[Location identification entries]
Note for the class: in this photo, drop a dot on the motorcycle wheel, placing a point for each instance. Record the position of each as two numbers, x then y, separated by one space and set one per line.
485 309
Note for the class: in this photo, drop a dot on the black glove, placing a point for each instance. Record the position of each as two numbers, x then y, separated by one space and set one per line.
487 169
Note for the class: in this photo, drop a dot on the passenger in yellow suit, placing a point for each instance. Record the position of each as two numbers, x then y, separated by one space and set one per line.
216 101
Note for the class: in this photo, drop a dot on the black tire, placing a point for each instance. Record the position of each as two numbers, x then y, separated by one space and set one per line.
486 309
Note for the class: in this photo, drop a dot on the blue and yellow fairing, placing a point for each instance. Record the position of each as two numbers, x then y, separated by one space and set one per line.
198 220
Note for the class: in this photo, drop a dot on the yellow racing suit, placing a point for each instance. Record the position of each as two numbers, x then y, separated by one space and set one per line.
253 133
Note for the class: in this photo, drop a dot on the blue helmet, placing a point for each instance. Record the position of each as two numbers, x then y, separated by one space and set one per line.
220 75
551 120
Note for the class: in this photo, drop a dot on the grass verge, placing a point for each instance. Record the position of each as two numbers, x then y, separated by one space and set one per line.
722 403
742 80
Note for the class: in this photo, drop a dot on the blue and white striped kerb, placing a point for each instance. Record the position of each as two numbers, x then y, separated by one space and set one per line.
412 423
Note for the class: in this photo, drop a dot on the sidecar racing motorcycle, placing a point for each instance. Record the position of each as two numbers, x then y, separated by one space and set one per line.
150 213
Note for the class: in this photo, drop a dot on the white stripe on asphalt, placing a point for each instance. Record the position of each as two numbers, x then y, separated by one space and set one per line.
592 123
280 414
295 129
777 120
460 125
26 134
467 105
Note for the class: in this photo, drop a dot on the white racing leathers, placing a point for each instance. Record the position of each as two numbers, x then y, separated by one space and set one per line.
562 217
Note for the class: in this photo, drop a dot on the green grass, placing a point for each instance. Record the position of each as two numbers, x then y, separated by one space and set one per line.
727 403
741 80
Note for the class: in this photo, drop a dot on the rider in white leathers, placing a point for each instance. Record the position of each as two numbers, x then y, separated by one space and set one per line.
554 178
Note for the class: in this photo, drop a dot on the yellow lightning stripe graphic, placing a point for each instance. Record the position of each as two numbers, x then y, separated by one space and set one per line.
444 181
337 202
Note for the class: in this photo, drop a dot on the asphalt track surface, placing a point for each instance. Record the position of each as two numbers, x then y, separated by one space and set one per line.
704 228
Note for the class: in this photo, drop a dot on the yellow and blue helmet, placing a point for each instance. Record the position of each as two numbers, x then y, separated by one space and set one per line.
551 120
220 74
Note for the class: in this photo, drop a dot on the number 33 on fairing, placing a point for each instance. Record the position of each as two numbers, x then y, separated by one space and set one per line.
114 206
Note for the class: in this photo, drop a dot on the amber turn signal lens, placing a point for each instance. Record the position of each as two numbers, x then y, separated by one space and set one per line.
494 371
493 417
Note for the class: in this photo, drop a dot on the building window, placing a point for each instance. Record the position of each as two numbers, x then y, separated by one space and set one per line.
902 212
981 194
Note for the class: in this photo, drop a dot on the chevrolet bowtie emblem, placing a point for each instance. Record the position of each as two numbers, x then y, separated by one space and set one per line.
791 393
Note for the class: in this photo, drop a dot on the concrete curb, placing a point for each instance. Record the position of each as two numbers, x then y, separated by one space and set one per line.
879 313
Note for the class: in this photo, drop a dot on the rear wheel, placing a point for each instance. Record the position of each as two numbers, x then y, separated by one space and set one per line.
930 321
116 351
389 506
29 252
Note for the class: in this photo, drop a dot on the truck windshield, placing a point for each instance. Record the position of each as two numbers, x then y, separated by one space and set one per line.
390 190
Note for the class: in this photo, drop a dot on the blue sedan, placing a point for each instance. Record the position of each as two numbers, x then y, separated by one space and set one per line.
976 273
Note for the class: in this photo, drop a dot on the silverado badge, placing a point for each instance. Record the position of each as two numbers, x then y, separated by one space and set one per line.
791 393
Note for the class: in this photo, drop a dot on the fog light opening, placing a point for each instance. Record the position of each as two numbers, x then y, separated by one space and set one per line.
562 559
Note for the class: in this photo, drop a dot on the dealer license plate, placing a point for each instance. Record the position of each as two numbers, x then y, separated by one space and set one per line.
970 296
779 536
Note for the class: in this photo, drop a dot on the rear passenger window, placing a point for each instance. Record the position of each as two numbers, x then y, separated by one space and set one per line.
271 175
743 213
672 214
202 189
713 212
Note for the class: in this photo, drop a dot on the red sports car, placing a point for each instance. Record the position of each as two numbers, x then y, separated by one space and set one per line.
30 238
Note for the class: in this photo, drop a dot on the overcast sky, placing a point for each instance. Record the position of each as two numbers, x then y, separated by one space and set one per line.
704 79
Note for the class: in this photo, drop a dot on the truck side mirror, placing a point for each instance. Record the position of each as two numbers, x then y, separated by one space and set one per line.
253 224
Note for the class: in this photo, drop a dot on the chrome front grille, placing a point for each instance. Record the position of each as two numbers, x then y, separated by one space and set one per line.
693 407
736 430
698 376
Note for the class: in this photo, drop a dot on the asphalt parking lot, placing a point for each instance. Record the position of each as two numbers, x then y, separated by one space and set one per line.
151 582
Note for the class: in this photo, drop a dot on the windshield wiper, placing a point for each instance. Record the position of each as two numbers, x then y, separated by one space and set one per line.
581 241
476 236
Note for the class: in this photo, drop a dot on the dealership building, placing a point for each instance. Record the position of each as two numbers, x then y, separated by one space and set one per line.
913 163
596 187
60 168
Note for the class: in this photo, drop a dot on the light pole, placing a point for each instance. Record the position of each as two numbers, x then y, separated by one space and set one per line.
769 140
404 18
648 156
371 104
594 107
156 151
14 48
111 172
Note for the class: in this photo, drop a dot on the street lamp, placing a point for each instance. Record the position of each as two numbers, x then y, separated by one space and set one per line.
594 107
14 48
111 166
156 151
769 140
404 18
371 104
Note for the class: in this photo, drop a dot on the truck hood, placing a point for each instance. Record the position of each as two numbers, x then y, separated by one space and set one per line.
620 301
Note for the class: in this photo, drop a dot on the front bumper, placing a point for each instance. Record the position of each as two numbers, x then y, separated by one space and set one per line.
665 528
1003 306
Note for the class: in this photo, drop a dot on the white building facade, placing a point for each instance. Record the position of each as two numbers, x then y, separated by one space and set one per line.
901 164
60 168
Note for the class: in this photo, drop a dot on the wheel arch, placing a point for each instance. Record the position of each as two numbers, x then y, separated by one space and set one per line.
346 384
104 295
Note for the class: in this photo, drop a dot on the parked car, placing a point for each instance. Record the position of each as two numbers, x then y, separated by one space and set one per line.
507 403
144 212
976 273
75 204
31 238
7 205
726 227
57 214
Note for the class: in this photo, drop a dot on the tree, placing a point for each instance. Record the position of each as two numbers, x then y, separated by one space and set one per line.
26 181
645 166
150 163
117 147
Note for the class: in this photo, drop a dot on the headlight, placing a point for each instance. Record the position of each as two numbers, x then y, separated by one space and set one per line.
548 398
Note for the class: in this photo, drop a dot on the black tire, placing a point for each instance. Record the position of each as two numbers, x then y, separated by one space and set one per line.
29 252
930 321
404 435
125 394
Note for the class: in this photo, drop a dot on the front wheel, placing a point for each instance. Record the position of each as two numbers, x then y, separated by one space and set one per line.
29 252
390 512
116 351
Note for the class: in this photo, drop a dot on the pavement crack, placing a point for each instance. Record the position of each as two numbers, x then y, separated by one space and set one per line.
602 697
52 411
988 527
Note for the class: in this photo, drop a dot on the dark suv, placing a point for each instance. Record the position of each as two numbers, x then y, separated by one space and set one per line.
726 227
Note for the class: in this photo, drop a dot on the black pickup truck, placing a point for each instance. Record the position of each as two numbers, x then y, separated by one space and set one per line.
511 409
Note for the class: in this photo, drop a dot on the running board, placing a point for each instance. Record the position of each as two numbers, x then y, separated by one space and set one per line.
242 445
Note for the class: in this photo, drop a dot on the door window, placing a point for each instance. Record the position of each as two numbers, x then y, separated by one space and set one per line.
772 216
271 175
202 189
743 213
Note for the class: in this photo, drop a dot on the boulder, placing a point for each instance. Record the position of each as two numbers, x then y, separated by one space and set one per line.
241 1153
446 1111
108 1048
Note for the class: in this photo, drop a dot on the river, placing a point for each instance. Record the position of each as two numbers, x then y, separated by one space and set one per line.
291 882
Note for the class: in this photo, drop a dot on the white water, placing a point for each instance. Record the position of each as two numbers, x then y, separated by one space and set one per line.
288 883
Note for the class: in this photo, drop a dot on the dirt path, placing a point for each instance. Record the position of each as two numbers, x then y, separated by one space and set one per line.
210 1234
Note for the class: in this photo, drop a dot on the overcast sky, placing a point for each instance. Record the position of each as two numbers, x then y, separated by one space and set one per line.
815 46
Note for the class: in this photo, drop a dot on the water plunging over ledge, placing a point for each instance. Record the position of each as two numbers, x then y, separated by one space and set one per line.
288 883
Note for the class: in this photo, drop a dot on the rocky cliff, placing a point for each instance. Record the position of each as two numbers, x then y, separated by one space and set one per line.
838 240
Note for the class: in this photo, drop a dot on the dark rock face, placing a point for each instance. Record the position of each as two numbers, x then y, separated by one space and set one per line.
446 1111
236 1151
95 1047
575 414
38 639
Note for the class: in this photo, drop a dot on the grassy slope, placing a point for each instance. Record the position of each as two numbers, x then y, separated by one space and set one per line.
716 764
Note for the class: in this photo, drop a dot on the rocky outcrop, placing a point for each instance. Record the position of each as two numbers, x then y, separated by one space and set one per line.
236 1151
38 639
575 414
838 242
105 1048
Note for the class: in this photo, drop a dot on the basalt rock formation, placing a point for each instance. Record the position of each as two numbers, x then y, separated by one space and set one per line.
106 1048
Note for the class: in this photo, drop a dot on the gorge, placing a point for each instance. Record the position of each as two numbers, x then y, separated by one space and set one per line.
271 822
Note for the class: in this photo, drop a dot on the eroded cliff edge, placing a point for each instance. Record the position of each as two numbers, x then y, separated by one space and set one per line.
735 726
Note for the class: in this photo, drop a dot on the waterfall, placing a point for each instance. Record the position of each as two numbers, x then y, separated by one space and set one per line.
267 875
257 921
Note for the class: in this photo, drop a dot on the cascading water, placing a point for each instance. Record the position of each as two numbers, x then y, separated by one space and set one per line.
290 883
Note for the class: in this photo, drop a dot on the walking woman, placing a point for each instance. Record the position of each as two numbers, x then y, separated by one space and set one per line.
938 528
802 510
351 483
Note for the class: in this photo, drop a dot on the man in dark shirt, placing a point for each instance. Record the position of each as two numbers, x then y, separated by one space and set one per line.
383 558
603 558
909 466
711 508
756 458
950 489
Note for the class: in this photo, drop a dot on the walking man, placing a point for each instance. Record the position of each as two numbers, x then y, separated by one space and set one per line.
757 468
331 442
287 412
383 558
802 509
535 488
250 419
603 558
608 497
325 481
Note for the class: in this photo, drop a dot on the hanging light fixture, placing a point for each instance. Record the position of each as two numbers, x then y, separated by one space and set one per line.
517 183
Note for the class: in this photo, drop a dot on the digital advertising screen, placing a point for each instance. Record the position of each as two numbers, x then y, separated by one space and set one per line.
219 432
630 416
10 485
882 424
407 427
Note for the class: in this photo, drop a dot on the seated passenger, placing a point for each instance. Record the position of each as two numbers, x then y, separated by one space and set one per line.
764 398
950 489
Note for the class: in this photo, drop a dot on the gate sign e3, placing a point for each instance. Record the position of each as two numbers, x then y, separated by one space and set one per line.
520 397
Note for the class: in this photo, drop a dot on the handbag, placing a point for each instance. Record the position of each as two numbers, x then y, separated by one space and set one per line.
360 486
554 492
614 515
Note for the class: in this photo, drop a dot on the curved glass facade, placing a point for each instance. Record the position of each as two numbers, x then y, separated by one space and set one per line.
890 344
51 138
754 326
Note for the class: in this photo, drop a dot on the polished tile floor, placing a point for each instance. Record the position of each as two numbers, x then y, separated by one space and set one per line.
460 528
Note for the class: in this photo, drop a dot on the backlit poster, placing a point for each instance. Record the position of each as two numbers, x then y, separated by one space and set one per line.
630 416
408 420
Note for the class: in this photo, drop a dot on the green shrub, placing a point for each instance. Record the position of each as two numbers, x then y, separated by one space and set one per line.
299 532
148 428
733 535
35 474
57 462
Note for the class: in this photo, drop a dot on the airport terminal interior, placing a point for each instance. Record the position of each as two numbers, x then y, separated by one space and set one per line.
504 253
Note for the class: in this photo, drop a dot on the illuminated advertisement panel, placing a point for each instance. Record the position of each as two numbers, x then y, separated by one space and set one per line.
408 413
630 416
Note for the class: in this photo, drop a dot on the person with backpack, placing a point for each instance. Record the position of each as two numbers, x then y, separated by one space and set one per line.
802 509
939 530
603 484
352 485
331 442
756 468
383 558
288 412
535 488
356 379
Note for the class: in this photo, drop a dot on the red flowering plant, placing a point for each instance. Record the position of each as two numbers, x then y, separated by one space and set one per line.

## What the task asks
Quote the records word for word, starting with the line containing "green shrub, placing" and continuing through the end of the records.

## Problem solution
Note for the class: in this photo, drop a dot on the green shrub, placing a point for each instance. Record the position of each as two numbers, x then y, separated by one space and set one per line.
299 532
148 428
733 535
35 474
57 462
Note for the class: in this photo, drop a dot on the airport terminal interior, placing a point for each instance. Record the position of each as two numbers, x then y, separated by one space and set one per line.
504 253
Note for the class: in this photo, drop a dot on the illuminated advertisement panel, placing a point for each instance. Record the position of each as two numbers, x then y, separated by one space and set one per line.
408 413
630 416
Note for the class: in this photo, drop a dot on the person with backpack, placing a point for each instance. Record the position of each as two numbers, x then y, separated by one space and set one per line.
802 509
939 530
603 484
352 485
331 442
756 468
383 558
288 412
535 488
356 379
Note for the class: in this photo, drop a dot on the red flowering plant, placing a point for each instance. Record the position of each as two numbers, x then y, separated by one space and set one per line.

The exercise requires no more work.